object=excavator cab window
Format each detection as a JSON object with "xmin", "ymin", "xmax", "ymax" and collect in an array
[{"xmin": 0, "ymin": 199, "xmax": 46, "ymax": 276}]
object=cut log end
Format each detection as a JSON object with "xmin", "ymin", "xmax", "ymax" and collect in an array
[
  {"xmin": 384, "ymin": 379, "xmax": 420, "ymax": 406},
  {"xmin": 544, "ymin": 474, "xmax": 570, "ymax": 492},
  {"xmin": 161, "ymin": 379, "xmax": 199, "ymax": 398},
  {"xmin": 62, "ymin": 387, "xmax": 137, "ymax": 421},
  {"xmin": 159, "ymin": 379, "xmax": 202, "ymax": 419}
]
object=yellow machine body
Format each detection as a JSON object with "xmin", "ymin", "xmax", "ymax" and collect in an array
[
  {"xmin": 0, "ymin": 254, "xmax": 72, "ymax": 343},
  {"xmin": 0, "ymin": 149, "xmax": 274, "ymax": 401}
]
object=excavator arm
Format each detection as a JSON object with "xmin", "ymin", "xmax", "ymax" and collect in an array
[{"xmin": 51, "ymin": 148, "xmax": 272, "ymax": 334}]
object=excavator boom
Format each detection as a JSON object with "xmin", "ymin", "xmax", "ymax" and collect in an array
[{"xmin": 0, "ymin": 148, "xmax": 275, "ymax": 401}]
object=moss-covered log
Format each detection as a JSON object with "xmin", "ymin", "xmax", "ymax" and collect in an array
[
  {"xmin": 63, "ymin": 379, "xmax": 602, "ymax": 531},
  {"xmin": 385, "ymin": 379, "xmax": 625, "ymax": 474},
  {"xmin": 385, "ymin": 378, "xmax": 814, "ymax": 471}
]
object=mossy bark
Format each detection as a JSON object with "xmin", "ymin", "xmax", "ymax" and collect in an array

# # # # #

■ **Work required**: Reproduce every record, matching each line exactly.

■ **Exercise solution**:
object=excavator cab window
Format each detection as a JSON object with "xmin", "ymin", "xmax", "ymax" and collect in an array
[{"xmin": 0, "ymin": 199, "xmax": 46, "ymax": 276}]
object=cut log end
Format each detection as a JSON object with "xmin", "ymin", "xmax", "ymax" and collect in an array
[
  {"xmin": 384, "ymin": 379, "xmax": 420, "ymax": 406},
  {"xmin": 544, "ymin": 474, "xmax": 570, "ymax": 492},
  {"xmin": 161, "ymin": 379, "xmax": 199, "ymax": 398},
  {"xmin": 62, "ymin": 387, "xmax": 137, "ymax": 421},
  {"xmin": 159, "ymin": 379, "xmax": 202, "ymax": 419}
]
object=yellow machine body
Format each detection as a JSON object with "xmin", "ymin", "xmax", "ymax" and collect in an array
[
  {"xmin": 0, "ymin": 254, "xmax": 72, "ymax": 343},
  {"xmin": 0, "ymin": 149, "xmax": 274, "ymax": 401}
]
object=excavator arm
Format each detection as a JSON object with "xmin", "ymin", "xmax", "ymax" and collect in an array
[{"xmin": 51, "ymin": 148, "xmax": 272, "ymax": 334}]
object=excavator boom
Format each detection as a JSON object with "xmin", "ymin", "xmax", "ymax" and collect in an array
[{"xmin": 0, "ymin": 148, "xmax": 275, "ymax": 401}]
object=moss-covered log
Format each detection as a JSON object with "xmin", "ymin", "xmax", "ymax" and collect in an array
[
  {"xmin": 63, "ymin": 379, "xmax": 602, "ymax": 531},
  {"xmin": 385, "ymin": 379, "xmax": 625, "ymax": 474},
  {"xmin": 385, "ymin": 378, "xmax": 814, "ymax": 471}
]
object=mossy bark
Format each detection as a JSON object with "xmin", "ymin", "xmax", "ymax" and collect in an array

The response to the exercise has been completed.